> Quoted passage:
━━━

(4 of 9)
A sure sign of concern was a massive last-minute surge of Republican advertising. Nixon's managers had planned all along to spend $10 million to boost their man, 70% of it on television. When Humphrey began gaining with alarming rapidity, the budget was increased to $12 million, including an additional $1,700,000 earmarked for TV. Extra 60-second spots were booked on programs in 15 states, including the eight so-called "battleground states" that account for 227 of the 270 electoral votes needed for victoryCalifornia, Illinois, Michigan, New Jersey, New York, Ohio, Pennsylvania, Texas. In a final-week electronic blitz, Humphrey spent $3,000,000 on TV, and the G.O.P. was not far off that figure.
Amidst the mounting unease in the Nixon camp, the candidate was one of the few who appeared confident, if visibly strained in the end. Part of it, perhaps, was the politician's façade. But part was genuine. This was, after all, his last chance and it would hardly do to lose control at the very end. Pooh-poohing the pollsters, Nixon predicted that he would outdraw Humphrey by 3,000,000 to 5,000,000 votes.
The final margin was embarrassingly short of that estimate. To be sure, the smooth success of his early campaign strategy gave ample reason for optimism. Determined to shuck his loser's image, he entered six primaries, won them all frightening off Michigan's Governor George Romney before the balloting even began in New Hampshire, and forcing New York's Governor Nelson Rockefeller into fatal blunders of indecision. California's Governor Ronald Reagan was never a real threat; besides, after the 1964 Goldwater disaster, the G.O.P.'s centrist and progressive wings wanted nothing more to do with the chimeras of the right. Nixon won almost effortlessly in Miami Beach, and without tearing the party apart.

━━━

> What you will do:
[A] Copy the passage on the 1968 Nixon campaign word for word, from "Amidst the mounting" through "to 5,000,000 votes.".
[B] Pick up the passage on the 1968 Nixon campaign after its final sentence and keep writing.

━━━

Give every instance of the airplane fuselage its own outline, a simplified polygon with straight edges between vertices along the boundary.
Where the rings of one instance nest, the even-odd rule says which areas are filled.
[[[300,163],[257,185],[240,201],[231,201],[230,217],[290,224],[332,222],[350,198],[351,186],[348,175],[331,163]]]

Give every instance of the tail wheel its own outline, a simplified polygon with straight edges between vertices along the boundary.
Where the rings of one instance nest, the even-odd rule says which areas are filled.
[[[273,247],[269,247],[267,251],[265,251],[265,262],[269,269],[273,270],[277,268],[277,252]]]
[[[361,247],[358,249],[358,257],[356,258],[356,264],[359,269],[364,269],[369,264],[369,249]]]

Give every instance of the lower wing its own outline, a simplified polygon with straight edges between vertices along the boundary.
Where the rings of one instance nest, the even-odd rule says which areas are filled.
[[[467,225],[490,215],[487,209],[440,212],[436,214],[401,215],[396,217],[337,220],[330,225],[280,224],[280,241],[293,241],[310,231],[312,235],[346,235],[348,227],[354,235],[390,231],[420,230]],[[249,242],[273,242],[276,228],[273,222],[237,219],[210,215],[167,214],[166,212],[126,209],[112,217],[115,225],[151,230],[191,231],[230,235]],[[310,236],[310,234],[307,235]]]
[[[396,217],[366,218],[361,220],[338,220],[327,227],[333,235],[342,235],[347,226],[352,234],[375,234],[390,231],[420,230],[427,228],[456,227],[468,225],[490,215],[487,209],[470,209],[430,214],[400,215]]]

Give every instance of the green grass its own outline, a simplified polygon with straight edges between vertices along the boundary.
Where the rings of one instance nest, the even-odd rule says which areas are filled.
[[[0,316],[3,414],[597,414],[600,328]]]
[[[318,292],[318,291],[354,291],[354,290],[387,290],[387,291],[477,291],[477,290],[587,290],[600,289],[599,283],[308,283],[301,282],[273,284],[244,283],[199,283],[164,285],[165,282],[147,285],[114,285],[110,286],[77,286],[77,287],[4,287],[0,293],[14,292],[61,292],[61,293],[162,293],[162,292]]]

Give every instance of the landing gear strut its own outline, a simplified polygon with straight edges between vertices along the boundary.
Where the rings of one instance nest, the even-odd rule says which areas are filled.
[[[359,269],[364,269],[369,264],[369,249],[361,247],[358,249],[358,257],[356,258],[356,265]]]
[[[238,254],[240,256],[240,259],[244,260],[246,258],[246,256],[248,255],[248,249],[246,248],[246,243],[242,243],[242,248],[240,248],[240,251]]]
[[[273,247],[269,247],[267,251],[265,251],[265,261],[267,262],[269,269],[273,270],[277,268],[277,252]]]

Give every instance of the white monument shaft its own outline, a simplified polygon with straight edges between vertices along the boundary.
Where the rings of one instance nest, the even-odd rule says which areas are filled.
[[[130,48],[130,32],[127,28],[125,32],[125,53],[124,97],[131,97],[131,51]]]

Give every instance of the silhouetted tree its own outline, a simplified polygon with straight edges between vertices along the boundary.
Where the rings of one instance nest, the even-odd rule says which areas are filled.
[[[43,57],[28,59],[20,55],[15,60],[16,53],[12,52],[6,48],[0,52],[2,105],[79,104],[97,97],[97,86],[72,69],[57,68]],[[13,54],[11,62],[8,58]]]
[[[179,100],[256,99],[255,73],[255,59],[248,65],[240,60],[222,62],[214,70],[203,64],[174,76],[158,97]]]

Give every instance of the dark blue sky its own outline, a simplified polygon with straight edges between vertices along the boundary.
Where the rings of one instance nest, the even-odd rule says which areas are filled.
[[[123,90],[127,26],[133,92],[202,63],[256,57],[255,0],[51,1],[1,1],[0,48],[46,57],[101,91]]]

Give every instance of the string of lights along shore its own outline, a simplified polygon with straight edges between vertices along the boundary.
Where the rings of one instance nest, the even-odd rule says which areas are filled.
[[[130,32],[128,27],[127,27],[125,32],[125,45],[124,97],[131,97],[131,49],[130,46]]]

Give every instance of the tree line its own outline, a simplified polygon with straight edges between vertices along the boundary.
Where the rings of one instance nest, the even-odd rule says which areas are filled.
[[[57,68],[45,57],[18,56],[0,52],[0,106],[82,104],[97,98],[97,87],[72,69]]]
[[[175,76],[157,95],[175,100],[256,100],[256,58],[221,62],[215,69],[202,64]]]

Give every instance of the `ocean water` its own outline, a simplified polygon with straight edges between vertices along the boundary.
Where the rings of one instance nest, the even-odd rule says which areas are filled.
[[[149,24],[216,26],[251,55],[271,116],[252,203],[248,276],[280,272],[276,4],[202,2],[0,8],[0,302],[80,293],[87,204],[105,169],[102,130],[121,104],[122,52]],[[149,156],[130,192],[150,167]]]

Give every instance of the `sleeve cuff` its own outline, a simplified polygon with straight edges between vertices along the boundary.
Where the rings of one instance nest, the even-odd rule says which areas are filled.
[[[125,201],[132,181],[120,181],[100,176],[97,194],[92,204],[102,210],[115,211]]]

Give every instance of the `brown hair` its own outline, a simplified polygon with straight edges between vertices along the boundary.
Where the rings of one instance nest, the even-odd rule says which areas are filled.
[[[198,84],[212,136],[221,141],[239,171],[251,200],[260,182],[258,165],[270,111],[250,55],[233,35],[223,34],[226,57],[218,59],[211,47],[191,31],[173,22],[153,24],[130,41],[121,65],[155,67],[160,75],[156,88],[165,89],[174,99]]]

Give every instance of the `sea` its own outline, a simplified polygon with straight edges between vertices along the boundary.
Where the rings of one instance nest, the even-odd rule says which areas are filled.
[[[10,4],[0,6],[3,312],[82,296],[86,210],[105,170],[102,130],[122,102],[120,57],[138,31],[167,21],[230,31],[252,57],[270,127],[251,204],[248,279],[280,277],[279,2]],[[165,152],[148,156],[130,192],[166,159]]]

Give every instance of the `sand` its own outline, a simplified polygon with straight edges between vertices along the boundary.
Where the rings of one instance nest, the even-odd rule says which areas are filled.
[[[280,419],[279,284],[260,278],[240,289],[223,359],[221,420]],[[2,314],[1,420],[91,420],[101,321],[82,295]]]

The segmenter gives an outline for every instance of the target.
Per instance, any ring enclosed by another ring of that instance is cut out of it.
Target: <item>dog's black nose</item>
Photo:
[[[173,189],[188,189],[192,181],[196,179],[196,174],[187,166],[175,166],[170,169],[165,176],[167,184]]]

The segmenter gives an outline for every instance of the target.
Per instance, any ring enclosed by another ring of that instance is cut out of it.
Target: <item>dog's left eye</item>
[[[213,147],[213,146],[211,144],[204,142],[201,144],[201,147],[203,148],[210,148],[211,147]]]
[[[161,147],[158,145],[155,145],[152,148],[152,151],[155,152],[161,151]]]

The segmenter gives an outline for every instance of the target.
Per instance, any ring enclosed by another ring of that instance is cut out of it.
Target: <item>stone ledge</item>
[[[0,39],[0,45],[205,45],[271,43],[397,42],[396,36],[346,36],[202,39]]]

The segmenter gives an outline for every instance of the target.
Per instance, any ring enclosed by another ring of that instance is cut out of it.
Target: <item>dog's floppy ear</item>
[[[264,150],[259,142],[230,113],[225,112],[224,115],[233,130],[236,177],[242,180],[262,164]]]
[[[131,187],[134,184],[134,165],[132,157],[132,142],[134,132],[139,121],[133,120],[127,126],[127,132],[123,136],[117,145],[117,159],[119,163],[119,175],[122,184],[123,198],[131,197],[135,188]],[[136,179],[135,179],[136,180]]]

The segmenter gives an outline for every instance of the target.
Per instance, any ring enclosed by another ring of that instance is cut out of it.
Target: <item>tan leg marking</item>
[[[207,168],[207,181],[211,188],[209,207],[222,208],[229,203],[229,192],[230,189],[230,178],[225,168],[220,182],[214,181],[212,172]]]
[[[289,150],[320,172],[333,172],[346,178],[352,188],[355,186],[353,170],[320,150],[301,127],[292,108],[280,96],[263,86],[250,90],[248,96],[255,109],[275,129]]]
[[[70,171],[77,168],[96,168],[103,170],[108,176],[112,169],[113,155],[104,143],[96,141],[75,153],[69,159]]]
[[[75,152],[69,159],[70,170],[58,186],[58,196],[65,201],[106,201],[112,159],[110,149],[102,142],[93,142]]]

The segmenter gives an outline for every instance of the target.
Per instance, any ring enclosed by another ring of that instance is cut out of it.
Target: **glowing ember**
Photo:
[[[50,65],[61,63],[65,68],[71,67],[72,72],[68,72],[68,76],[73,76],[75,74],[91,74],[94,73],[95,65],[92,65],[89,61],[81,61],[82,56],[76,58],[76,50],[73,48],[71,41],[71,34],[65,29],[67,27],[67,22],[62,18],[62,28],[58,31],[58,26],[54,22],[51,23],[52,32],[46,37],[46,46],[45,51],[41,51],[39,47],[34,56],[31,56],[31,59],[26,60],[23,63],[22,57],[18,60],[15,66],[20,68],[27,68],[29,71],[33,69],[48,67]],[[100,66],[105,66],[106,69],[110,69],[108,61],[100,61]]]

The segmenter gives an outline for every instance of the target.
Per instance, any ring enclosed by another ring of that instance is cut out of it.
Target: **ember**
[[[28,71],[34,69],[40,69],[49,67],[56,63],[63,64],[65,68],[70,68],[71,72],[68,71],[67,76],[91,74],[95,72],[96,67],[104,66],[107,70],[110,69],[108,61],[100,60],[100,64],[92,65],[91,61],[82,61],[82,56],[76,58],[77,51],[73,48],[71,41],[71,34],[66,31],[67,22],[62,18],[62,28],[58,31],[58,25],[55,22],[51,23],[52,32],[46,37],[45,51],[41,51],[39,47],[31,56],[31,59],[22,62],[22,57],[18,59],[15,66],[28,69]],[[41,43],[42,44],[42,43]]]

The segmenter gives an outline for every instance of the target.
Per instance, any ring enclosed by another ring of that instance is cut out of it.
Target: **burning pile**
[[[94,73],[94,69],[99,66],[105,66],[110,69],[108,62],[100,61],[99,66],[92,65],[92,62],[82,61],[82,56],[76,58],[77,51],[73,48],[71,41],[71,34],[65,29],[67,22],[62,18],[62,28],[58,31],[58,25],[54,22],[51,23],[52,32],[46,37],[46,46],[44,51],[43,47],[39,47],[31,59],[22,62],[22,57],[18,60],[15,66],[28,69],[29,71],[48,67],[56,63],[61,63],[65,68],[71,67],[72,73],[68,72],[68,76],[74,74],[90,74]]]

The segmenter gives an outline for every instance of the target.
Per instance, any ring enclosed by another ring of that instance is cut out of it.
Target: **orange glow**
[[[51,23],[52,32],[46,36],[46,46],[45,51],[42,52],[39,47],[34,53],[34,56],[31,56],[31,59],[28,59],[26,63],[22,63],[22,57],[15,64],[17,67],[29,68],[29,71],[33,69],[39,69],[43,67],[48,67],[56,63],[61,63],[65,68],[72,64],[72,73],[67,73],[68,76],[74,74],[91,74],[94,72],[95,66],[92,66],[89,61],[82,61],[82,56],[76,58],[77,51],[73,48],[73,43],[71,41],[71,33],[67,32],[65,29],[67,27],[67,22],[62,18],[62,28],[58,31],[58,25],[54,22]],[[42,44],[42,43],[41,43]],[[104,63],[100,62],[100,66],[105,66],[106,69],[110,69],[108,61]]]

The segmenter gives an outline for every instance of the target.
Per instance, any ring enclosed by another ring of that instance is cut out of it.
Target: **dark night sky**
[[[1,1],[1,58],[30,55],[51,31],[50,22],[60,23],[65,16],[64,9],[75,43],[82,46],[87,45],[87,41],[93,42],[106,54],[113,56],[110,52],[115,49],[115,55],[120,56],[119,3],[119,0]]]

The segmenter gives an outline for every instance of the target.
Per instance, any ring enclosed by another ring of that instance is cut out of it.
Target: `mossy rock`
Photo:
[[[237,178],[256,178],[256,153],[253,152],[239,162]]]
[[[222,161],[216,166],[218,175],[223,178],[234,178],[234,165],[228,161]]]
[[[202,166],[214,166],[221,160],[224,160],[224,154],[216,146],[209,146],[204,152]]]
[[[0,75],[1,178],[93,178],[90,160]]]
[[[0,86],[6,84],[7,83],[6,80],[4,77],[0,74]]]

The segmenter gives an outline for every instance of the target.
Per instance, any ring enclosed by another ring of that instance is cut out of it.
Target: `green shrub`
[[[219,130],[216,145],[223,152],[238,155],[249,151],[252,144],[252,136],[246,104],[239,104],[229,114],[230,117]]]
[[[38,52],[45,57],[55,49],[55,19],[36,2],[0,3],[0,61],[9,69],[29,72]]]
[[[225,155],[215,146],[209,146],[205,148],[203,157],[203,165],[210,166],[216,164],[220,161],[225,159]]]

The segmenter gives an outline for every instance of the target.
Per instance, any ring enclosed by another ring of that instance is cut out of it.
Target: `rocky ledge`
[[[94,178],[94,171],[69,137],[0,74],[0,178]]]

━━━

> Answers to this exercise:
[A]
Amidst the mounting unease in the Nixon camp, the candidate was one of the few who appeared confident, if visibly strained in the end. Part of it, perhaps, was the politician's façade. But part was genuine. This was, after all, his last chance and it would hardly do to lose control at the very end. Pooh-poohing the pollsters, Nixon predicted that he would outdraw Humphrey by 3,000,000 to 5,000,000 votes.

[B]
Looking ahead to the struggle with the Democrats, Nixon shrewdly assayed the contest even before Miami Beach: "If there's one thing the American people don't want, it's what they've got." Ironically, this familiar veteran of 22 years on the U.S. political scene set himself up as the candidate who could best effect changeand successfully persuaded the voters to accept that image. The Democrats, to be sure, made it all the easier by nominating a man who, whatever his personal credentials, was indissolubly linked with the Johnson Administration's failures in Viet Nam and in the cities.
Marvels of Precision
In charting his campaign, Nixon never lost sight of the fatal flaws that marred his 1960 contest with John F. Kennedy. As he wrote in Six Crises: "I spent too much time in the last campaign on substance and too little time on appearance. I paid too much attention to what I was going to say, and too little to how I would look." Slightly cynical, perhaps, but by reversing the emphasis, Nixon did, after all, manage to win.